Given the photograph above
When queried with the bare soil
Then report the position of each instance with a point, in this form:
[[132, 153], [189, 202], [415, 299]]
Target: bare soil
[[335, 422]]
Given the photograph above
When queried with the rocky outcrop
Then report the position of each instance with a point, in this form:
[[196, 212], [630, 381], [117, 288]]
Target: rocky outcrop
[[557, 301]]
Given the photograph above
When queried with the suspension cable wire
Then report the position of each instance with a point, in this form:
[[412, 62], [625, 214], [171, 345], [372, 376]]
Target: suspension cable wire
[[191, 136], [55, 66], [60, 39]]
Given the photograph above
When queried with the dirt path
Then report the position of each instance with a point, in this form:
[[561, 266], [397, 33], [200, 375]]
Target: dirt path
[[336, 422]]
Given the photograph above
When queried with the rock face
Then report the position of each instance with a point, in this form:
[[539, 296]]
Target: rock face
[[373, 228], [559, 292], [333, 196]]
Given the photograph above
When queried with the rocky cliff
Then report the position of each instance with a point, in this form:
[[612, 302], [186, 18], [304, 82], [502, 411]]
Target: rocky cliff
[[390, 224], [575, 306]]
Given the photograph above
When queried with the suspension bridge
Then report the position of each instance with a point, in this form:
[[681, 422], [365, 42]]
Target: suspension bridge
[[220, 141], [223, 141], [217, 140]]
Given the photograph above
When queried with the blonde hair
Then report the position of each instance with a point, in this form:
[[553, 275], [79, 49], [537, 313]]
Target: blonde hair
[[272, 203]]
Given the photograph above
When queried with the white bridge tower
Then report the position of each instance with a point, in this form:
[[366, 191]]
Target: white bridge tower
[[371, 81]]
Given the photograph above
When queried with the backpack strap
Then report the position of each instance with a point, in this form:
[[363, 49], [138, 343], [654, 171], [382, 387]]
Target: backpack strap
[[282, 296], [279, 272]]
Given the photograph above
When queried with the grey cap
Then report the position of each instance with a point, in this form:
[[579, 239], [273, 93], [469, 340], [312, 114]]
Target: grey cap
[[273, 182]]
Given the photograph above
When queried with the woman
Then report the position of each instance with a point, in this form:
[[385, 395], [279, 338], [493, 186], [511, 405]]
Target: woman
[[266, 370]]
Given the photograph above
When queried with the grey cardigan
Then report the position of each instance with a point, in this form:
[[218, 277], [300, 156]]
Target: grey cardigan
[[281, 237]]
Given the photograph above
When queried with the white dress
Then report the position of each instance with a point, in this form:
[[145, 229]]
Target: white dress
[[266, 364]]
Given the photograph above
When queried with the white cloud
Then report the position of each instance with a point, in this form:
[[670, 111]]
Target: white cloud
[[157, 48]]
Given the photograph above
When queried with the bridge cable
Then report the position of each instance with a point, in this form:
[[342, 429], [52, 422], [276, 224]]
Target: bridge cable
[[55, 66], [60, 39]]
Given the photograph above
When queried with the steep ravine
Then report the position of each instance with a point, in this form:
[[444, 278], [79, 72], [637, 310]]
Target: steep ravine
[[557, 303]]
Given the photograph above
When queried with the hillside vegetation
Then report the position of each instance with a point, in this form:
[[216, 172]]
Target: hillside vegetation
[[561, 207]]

◆ What you need to do ◆
So that nothing is lost, return the listing exactly and completely.

◆ Solved problem ◆
Given the photograph above
When queried with the bare soil
Then report the position of each instance with a point, in this form:
[[132, 153], [189, 202], [415, 299]]
Target: bare soil
[[335, 422]]
Given the photograph above
When queried with the rocky outcrop
Then report the position of each instance with a point, in this form:
[[196, 212], [630, 381], [117, 288]]
Target: rocky outcrop
[[557, 301]]
Given the photograph above
When queried with the suspension cable wire
Then report the position of each instance with a point, in this form:
[[412, 62], [625, 214], [171, 345], [372, 376]]
Target: suspension cable wire
[[191, 136], [55, 66], [60, 39]]
Given the photograph above
When queried with the dirt path
Then report the position of each instance with a point, in this form:
[[561, 266], [397, 33], [200, 375]]
Target: dirt path
[[336, 422]]
Given the photograph above
When queried with the rock face
Then report the position of each instance with a point, in this form:
[[539, 296]]
Target: rock face
[[373, 228], [559, 292], [333, 196]]
Given the photograph above
When queried with the rocky cliff
Then report the position of each instance with a point, in this form:
[[612, 302], [186, 18], [304, 82], [502, 411]]
Target: rocky cliff
[[390, 224], [575, 306]]
Given the photograph above
When queried with the suspension bridge
Then report the position of each instance with a point, in this form:
[[681, 422], [365, 42]]
Target: suspension bridge
[[220, 141], [223, 141], [217, 140]]
Given the photograph above
When queried with the blonde hair
Then report the position of each instance with a point, in this form:
[[553, 275], [79, 49], [537, 313]]
Target: blonde hair
[[272, 203]]
Given the photograph above
When queried with the white bridge tower
Then report the position of each instance with a point, in this form:
[[366, 191]]
Target: white bridge tower
[[371, 81]]
Given the photograph above
When queried with the backpack strap
Then report the position of each instance with a point, in this form:
[[363, 49], [138, 343], [654, 171], [382, 387]]
Target: backpack strap
[[282, 296], [279, 272]]
Given the photograph above
When queried with the grey cap
Then report the position of each instance with a point, in this form:
[[579, 239], [273, 93], [469, 340], [312, 114]]
Target: grey cap
[[273, 182]]
Given the photograph above
When queried with the woman
Then report the position of each instance with a point, in this form:
[[385, 395], [279, 338], [493, 186], [511, 405]]
Target: woman
[[266, 370]]
Given the photograph above
When queried with the grey cardigan
Then report the position of each instance with a point, in this form:
[[218, 277], [300, 156]]
Target: grey cardigan
[[281, 237]]
Given the photograph above
When queried with the white dress
Then report the position of each instance with a point, in this form:
[[145, 229]]
Target: white dress
[[266, 364]]
Given the photograph above
When queried with the white cloud
Then report the position of each instance with a point, in this form:
[[670, 111]]
Target: white cloud
[[157, 48]]
Given the photograph above
When queried with the bridge cable
Then report the position of each instance with a point, in this form:
[[342, 429], [52, 422], [276, 224]]
Target: bridge cable
[[55, 66], [60, 39]]
Given the photograph above
When queried with the steep ravine
Then report the position of each instance with a point, in this form:
[[444, 278], [79, 72], [637, 310]]
Target: steep ravine
[[557, 303]]
Given the photograph above
When queried with the hillside vegetation
Then report the position of each instance with a point, in this form:
[[216, 172]]
Target: hillside vegetation
[[561, 207]]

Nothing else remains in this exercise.